# PROBLEM DESCRIPTION:
Rewrite the material below, changing every "JSON array" to "JSON list" and leaving everything else as it is.

Saved data entries
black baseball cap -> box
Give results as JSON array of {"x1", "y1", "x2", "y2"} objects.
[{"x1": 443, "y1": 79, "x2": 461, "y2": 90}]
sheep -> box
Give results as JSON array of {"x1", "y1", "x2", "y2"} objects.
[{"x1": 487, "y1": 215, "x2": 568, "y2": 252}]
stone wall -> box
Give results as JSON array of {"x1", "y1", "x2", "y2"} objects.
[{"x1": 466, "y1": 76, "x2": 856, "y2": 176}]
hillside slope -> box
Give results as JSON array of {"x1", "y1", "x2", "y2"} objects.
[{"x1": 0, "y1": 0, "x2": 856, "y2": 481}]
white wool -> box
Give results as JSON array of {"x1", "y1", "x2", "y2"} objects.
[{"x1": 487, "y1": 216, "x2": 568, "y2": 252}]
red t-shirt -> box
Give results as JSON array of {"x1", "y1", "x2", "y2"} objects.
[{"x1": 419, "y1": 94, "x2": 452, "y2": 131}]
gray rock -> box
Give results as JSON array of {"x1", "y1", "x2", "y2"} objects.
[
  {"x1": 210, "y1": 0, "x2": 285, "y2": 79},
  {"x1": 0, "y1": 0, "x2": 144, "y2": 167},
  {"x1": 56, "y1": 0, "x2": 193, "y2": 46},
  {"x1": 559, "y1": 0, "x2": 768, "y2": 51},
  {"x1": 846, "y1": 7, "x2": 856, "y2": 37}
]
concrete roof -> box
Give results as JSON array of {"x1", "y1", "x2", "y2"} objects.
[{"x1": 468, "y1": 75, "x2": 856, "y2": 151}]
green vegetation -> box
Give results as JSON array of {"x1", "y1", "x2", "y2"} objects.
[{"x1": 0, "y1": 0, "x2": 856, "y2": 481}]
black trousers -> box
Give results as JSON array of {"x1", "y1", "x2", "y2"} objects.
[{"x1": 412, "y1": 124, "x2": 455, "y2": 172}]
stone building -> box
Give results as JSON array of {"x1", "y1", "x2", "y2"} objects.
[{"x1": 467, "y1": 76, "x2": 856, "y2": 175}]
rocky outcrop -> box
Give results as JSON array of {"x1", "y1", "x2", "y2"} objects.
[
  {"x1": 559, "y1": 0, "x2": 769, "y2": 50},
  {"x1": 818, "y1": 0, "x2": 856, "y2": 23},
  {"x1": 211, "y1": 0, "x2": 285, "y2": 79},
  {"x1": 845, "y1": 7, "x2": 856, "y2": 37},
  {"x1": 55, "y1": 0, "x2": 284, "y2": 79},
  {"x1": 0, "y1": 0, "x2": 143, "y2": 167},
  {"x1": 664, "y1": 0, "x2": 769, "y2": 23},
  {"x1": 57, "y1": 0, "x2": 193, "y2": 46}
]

# EXERCISE RESPONSE:
black baseball cap -> box
Give results as JSON list of {"x1", "y1", "x2", "y2"} objects.
[{"x1": 443, "y1": 79, "x2": 461, "y2": 90}]
sheep -> box
Give results as JSON list of {"x1", "y1", "x2", "y2"} objects.
[{"x1": 487, "y1": 215, "x2": 568, "y2": 252}]
stone wall -> box
Give results as JSON list of {"x1", "y1", "x2", "y2"} objects.
[{"x1": 466, "y1": 76, "x2": 856, "y2": 176}]
hillside slope -> box
Give results as JSON list of {"x1", "y1", "x2", "y2"} objects.
[{"x1": 0, "y1": 0, "x2": 856, "y2": 481}]
white wool -> box
Give results as JSON list of {"x1", "y1", "x2", "y2"} objects.
[{"x1": 487, "y1": 216, "x2": 568, "y2": 252}]
red t-shirt -> box
Give results as JSON list of {"x1", "y1", "x2", "y2"} objects.
[{"x1": 419, "y1": 94, "x2": 452, "y2": 131}]
gray rock -> box
Give results as JSON list of {"x1", "y1", "x2", "y2"} objects.
[
  {"x1": 210, "y1": 0, "x2": 285, "y2": 79},
  {"x1": 0, "y1": 0, "x2": 144, "y2": 167},
  {"x1": 56, "y1": 0, "x2": 193, "y2": 46},
  {"x1": 559, "y1": 0, "x2": 768, "y2": 51},
  {"x1": 846, "y1": 7, "x2": 856, "y2": 37}
]
concrete roof -> box
Give results as JSON list of {"x1", "y1", "x2", "y2"} objects.
[{"x1": 468, "y1": 75, "x2": 856, "y2": 151}]
green vegetation -> box
Give results as JSON list of {"x1", "y1", "x2", "y2"} objects.
[{"x1": 0, "y1": 0, "x2": 856, "y2": 481}]
black trousers -> box
Give results as JSON list of {"x1", "y1", "x2", "y2"} objects.
[{"x1": 412, "y1": 124, "x2": 455, "y2": 172}]
stone building -> box
Give results as JSON list of {"x1", "y1", "x2", "y2"} objects.
[{"x1": 467, "y1": 76, "x2": 856, "y2": 175}]
rocky outcrop -> box
Give results as JSON list of {"x1", "y1", "x2", "y2"} objects.
[
  {"x1": 559, "y1": 0, "x2": 769, "y2": 50},
  {"x1": 818, "y1": 0, "x2": 856, "y2": 23},
  {"x1": 211, "y1": 0, "x2": 285, "y2": 79},
  {"x1": 845, "y1": 7, "x2": 856, "y2": 37},
  {"x1": 55, "y1": 0, "x2": 284, "y2": 79},
  {"x1": 0, "y1": 0, "x2": 143, "y2": 167},
  {"x1": 664, "y1": 0, "x2": 769, "y2": 23},
  {"x1": 57, "y1": 0, "x2": 193, "y2": 46}
]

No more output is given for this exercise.